## THE PROBLEM
Only those lines in the data below from the line containing "the glasses frame?" through the line containing "the suit button?", both included, should be restated word for word.

··· AVAILABLE RECORDS

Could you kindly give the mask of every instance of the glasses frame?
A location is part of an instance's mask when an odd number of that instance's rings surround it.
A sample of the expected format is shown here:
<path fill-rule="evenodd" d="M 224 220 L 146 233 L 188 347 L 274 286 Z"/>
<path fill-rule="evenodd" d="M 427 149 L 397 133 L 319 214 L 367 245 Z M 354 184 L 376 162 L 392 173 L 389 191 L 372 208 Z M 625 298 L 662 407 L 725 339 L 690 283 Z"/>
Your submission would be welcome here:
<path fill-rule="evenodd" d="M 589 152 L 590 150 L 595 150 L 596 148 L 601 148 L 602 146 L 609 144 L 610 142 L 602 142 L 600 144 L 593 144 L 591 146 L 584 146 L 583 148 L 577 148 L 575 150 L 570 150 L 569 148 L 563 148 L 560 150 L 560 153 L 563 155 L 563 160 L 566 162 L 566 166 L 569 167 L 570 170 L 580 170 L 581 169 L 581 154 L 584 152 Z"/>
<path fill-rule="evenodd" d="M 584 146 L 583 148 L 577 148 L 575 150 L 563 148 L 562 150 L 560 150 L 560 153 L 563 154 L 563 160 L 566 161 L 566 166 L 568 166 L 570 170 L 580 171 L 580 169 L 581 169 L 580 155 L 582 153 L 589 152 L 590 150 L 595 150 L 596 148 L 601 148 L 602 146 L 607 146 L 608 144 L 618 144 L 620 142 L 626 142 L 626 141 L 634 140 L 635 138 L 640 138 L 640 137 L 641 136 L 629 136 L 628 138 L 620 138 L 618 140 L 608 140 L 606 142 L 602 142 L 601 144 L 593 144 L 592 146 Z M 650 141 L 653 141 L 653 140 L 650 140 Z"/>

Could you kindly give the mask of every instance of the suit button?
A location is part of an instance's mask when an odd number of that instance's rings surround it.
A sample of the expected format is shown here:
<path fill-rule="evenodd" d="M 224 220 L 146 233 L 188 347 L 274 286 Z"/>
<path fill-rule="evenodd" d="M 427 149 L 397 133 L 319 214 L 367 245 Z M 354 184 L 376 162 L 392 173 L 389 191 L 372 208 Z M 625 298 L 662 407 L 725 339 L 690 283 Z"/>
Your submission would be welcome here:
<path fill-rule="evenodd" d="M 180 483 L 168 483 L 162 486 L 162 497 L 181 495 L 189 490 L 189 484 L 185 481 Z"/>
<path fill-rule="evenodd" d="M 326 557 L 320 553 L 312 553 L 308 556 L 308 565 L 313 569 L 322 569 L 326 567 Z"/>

······
··· AVAILABLE RECORDS

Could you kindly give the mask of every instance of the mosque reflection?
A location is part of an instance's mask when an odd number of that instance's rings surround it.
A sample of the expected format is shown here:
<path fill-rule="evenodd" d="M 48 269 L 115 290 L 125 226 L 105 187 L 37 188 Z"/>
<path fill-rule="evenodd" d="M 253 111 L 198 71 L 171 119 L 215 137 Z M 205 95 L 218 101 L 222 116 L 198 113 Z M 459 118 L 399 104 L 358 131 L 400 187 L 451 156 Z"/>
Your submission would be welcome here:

······

## ANSWER SPACE
Could you kindly give the mask of every instance of the glasses frame?
A location is part of an instance's mask when an odd number of that instance's rings surround it.
A sample of the expected format is shown here:
<path fill-rule="evenodd" d="M 224 220 L 146 233 L 188 347 L 274 286 Z"/>
<path fill-rule="evenodd" d="M 427 149 L 397 133 L 319 214 L 367 245 Z M 354 184 L 376 162 L 392 173 L 389 191 L 372 208 Z M 625 298 L 662 407 L 725 339 L 690 283 Z"/>
Your submission would be welcome here:
<path fill-rule="evenodd" d="M 589 152 L 590 150 L 595 150 L 596 148 L 601 148 L 602 146 L 609 144 L 610 142 L 602 142 L 600 144 L 593 144 L 591 146 L 584 146 L 583 148 L 577 148 L 575 150 L 570 150 L 569 148 L 563 148 L 560 150 L 560 153 L 563 155 L 563 160 L 566 162 L 566 166 L 569 167 L 570 170 L 580 170 L 581 169 L 581 154 L 584 152 Z"/>
<path fill-rule="evenodd" d="M 584 146 L 583 148 L 577 148 L 575 150 L 563 148 L 562 150 L 560 150 L 560 153 L 563 154 L 563 160 L 566 161 L 566 166 L 568 166 L 570 170 L 580 171 L 580 169 L 581 169 L 580 155 L 582 153 L 589 152 L 590 150 L 595 150 L 596 148 L 601 148 L 602 146 L 607 146 L 608 144 L 618 144 L 620 142 L 626 142 L 626 141 L 634 140 L 635 138 L 640 138 L 640 137 L 641 136 L 629 136 L 628 138 L 620 138 L 618 140 L 608 140 L 606 142 L 602 142 L 601 144 L 593 144 L 592 146 Z M 650 141 L 653 141 L 653 140 L 650 140 Z"/>

Could you kindly give the mask of every instance of the suit button?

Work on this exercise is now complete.